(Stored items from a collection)
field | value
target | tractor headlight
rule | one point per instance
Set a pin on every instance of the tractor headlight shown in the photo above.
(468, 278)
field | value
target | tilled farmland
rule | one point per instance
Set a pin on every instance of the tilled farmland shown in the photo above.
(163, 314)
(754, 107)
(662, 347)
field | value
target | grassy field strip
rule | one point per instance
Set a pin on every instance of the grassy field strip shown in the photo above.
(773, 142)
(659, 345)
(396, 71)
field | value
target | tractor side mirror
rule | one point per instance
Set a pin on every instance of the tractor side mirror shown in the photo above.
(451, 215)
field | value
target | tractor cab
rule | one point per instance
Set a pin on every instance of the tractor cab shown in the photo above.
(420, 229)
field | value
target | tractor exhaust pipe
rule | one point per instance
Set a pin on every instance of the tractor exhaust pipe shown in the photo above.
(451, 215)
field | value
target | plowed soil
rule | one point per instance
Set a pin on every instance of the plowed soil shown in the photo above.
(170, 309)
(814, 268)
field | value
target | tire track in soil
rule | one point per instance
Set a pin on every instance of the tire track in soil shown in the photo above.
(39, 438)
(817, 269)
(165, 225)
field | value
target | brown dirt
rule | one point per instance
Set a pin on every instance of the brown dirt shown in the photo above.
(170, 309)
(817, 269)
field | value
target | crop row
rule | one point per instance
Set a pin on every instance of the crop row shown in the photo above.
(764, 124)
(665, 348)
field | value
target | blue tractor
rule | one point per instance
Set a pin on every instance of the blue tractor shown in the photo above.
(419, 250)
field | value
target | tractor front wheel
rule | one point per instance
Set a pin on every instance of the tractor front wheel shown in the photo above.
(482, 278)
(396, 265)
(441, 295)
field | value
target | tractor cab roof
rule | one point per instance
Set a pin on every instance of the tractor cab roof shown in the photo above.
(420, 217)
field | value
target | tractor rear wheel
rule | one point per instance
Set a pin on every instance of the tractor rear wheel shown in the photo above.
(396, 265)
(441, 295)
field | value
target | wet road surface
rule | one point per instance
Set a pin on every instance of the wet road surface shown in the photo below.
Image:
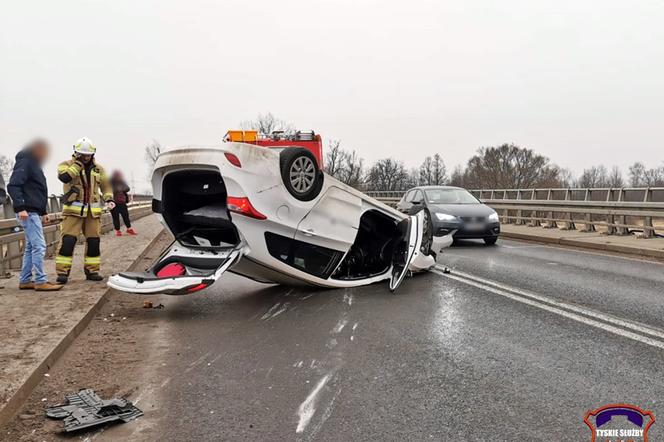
(516, 344)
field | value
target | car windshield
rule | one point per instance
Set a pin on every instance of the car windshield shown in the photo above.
(450, 196)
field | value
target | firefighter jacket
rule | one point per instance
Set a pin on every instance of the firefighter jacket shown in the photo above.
(86, 189)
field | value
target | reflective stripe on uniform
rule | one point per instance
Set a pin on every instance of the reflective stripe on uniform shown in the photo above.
(75, 208)
(70, 169)
(61, 259)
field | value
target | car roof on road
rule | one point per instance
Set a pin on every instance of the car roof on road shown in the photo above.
(436, 187)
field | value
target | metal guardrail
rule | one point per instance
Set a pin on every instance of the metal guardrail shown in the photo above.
(618, 210)
(12, 238)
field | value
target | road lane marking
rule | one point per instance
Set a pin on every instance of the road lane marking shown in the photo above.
(340, 325)
(307, 408)
(605, 254)
(621, 327)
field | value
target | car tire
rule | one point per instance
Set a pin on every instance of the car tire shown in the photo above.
(490, 241)
(300, 173)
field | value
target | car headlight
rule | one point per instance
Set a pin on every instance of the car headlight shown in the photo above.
(445, 217)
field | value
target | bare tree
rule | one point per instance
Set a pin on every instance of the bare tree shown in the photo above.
(334, 157)
(565, 177)
(267, 123)
(432, 172)
(6, 167)
(152, 151)
(640, 176)
(439, 171)
(596, 176)
(352, 169)
(509, 167)
(387, 174)
(425, 172)
(615, 178)
(457, 178)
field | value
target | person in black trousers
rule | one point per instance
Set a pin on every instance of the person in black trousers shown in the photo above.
(121, 198)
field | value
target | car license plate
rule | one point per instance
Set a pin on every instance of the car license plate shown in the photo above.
(474, 226)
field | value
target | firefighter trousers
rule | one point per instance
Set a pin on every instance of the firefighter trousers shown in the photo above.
(71, 227)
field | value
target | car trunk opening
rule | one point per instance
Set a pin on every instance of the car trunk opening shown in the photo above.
(194, 207)
(373, 250)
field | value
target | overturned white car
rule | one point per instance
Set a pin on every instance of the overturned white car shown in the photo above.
(272, 215)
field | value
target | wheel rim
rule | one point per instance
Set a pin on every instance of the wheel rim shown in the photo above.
(302, 174)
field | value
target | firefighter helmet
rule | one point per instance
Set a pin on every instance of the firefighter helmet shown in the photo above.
(84, 146)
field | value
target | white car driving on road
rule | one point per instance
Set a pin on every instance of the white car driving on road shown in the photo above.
(272, 215)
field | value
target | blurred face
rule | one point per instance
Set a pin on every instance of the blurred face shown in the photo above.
(85, 159)
(40, 150)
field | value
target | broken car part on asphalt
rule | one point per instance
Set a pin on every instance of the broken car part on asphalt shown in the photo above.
(86, 409)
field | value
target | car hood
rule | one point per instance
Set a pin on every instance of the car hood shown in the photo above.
(462, 209)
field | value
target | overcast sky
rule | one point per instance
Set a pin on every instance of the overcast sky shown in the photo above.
(579, 81)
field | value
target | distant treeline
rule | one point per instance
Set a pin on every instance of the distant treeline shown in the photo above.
(501, 167)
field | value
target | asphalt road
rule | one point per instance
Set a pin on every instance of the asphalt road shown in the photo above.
(516, 344)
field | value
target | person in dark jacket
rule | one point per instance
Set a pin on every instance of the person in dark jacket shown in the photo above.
(27, 187)
(3, 192)
(121, 198)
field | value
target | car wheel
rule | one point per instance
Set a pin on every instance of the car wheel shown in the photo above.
(300, 173)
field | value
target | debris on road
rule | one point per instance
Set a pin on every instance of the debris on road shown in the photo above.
(86, 409)
(149, 304)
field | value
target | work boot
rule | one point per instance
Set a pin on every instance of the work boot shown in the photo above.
(47, 287)
(94, 276)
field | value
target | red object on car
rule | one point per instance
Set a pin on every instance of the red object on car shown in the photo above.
(306, 139)
(170, 270)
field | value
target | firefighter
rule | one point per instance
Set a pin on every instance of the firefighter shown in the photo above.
(86, 190)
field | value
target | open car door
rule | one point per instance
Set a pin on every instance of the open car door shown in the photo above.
(407, 247)
(179, 271)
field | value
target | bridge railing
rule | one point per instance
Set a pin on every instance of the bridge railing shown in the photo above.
(12, 238)
(616, 211)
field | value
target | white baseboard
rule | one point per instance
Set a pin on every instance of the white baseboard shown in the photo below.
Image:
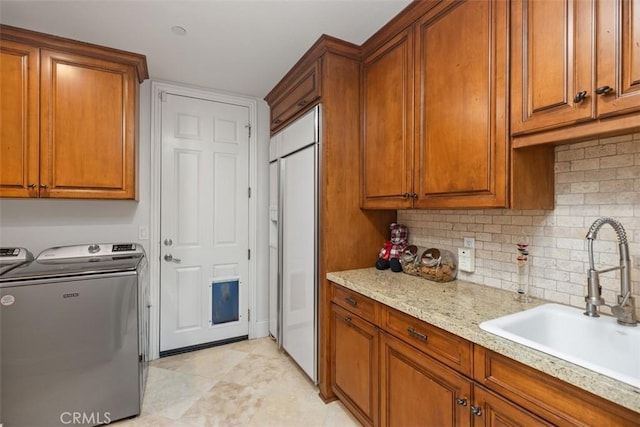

→ **Work instruction**: Please go through the data and copy each line containing the word "below".

→ **Your solution**:
Set a pin on every instance of the wet road surface shown in the photo below.
Set a pin on every instance of the white baseboard shown in the photo below.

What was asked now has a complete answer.